§ Exercise: Word for word, give the entries back.

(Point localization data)
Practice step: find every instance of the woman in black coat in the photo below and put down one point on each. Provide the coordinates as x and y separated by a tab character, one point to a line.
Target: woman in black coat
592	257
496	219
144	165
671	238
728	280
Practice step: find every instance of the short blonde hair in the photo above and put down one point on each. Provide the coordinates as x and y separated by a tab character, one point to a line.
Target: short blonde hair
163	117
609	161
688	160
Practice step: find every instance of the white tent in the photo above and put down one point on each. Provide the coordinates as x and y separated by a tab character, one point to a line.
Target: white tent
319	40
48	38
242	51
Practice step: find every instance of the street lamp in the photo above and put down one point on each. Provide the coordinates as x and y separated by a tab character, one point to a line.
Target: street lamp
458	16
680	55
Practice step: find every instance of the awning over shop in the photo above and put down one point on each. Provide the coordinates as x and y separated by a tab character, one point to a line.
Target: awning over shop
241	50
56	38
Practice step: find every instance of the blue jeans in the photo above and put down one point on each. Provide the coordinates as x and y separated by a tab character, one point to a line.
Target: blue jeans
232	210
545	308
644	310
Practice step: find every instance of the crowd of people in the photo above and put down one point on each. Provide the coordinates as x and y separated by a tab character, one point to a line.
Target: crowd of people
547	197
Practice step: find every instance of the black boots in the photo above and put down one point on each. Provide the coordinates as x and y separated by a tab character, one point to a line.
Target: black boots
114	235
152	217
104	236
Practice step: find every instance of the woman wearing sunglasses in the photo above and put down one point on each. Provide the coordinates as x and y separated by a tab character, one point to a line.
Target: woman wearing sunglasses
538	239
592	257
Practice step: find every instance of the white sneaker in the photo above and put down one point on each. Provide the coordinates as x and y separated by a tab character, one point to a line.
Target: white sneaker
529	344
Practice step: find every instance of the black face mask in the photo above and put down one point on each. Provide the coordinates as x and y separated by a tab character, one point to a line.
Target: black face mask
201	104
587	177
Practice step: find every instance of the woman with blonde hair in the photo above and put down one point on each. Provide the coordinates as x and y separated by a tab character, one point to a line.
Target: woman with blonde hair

§ Solution for this task:
Practice step: find every instance of the woman in black coat in the photo below and put down one point on each. Provide the coordinates as x and y separated by a tab character, one point to a line.
Target: woman in black coat
592	257
496	219
144	165
671	238
728	280
Practice step: find every instance of the short blonde hair in the photo above and put down one point on each. Provide the coordinates as x and y separated by a tab character, one point to a line.
Target: short blonde hair
163	117
609	161
688	160
Practice step: find every instance of the white tent in the photo above and put down one point on each. Provide the coordinates as x and y separated by a tab character, one point to a line.
Target: white tent
319	40
48	38
242	51
Practice step: find every instance of the street lamp in the photo above and put down one point on each. Provide the coordinates as x and y separated by a tab character, one point to a line.
Target: street lamp
458	16
680	55
Practice step: find every instance of the awning over shop in the photo above and put down one point on each. Provide the coordinates as x and y separated by a tab character, one point to a line.
Target: awning over shop
241	50
56	38
Practice step: find every instance of the blue jeans in the photo above and put down one point on each. Provide the coordinates as x and y separated by a tab character, one point to a line.
Target: blue jeans
232	210
545	308
644	310
Practice step: find every instance of the crowd of people in the photo above and put down one point on each. Provide the coordinates as x and y separated by a tab character, one point to a line.
Target: crowd of people
547	197
Practice step: find every instance of the black boots in the photo above and put down one point on each. Provide the coordinates as x and y separated by a tab character, one point to a line.
Target: black boots
114	235
152	217
104	236
Practice step: find every instance of the woman wearing sunglasses in the photo above and put down one point on each. Provide the coordinates as x and y separated by a tab character, one point to a line.
Target: woman wearing sunglasses
538	239
592	257
Practice step: find every instance of the white sneaker in the photo above and put down one point on each. Provide the coordinates as x and y separated by a tab character, one point to a line.
Target: white sneaker
529	344
Practice step: find every instance of the black face mask in the photo above and put down one point on each. Provide the coordinates as x and y separated by a tab character, one point to a line.
Target: black face mask
201	104
587	177
Practice step: find every instance of the woman with blonde hair in the photo above and put down one point on each. Provide the coordinates as x and y separated by a tab character, one point to a line.
Target: woman with blonde hair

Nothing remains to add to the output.